[Point localization data]

+ + + + + + +

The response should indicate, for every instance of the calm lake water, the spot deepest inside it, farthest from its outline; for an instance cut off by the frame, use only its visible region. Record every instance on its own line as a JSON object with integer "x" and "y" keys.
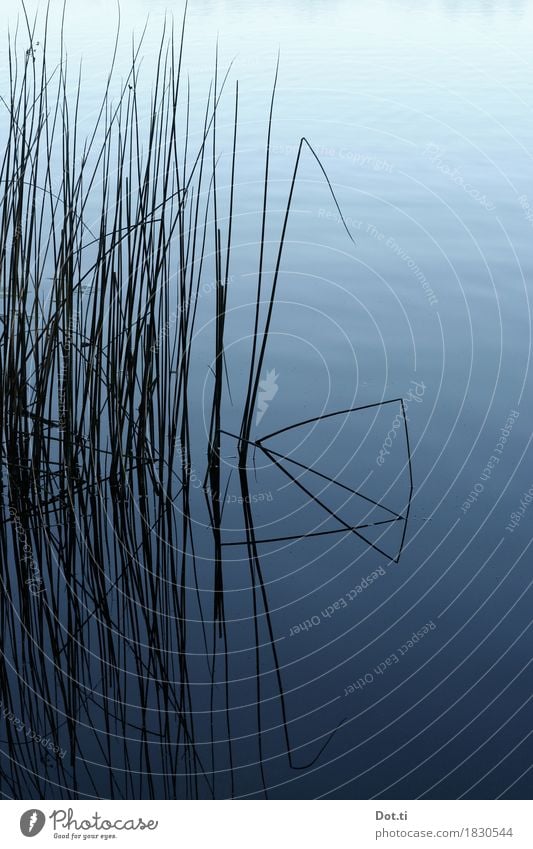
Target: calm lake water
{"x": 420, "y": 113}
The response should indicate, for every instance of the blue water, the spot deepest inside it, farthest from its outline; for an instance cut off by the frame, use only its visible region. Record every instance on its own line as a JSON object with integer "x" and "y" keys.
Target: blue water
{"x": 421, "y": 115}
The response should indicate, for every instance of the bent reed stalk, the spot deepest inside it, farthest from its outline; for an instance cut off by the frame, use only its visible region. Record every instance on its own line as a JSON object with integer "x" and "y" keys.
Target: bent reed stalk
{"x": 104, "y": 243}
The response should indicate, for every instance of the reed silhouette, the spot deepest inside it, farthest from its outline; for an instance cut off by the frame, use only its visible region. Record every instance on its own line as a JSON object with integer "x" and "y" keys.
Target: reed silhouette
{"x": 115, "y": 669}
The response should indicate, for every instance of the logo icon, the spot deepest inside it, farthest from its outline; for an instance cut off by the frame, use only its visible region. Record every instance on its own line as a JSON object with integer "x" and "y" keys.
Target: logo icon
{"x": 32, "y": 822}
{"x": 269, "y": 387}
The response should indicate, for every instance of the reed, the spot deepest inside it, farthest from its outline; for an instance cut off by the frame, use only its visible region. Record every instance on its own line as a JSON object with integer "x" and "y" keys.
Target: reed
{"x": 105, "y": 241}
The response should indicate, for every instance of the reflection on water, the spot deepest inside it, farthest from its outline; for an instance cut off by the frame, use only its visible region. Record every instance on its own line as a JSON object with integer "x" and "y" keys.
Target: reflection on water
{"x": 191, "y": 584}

+ + + + + + +

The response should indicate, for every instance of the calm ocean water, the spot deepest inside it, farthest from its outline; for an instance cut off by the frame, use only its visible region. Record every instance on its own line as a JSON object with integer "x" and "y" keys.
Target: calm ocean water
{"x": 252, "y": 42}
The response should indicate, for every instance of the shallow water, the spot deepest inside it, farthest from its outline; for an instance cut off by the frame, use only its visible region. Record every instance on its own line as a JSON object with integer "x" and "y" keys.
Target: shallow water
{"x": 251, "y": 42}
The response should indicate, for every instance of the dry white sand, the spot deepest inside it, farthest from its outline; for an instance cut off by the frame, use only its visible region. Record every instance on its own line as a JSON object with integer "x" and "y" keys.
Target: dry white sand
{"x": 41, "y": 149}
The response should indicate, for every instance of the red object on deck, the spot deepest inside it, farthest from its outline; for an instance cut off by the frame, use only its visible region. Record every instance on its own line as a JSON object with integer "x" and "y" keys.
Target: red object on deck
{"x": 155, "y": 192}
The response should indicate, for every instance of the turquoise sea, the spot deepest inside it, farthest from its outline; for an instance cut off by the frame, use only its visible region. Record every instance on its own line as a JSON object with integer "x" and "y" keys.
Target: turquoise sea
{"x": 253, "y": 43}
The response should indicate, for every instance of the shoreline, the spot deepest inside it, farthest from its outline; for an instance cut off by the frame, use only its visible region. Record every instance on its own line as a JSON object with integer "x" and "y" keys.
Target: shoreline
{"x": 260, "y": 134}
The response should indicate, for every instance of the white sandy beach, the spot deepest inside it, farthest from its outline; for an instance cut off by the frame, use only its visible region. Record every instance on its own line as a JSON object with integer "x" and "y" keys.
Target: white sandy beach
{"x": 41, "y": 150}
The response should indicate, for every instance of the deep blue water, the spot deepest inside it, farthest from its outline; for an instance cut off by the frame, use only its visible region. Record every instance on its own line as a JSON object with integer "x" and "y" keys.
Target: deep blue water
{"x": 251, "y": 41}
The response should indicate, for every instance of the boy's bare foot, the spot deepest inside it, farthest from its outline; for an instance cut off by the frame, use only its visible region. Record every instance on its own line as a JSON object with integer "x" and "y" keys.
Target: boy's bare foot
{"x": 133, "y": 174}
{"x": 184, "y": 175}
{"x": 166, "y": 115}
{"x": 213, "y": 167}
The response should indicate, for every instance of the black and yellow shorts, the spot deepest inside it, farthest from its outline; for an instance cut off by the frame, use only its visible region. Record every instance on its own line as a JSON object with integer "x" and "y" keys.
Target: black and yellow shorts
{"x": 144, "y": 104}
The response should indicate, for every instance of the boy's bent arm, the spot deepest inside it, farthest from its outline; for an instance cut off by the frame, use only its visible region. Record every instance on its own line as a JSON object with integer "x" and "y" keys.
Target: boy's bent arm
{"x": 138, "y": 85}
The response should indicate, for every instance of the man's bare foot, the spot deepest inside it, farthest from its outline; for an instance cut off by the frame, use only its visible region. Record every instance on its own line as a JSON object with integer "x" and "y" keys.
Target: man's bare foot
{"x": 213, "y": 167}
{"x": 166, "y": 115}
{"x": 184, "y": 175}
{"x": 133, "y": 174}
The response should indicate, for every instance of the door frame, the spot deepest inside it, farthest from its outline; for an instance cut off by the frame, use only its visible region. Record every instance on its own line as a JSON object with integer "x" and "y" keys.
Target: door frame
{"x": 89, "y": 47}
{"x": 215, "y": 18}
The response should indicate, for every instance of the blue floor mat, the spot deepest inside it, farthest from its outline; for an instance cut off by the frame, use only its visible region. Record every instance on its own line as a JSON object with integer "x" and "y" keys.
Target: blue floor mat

+ + + + + + +

Task to complete -> Every line of the entries above that holds "floor" should be copied out.

Expected output ->
The response should indicate, for every instance of the blue floor mat, the spot deepest inside it, farthest from its outline; for an instance cut off by the frame, use only its visible region. Record every instance on its own line as a JSON object with integer "x" and "y" keys.
Target: blue floor mat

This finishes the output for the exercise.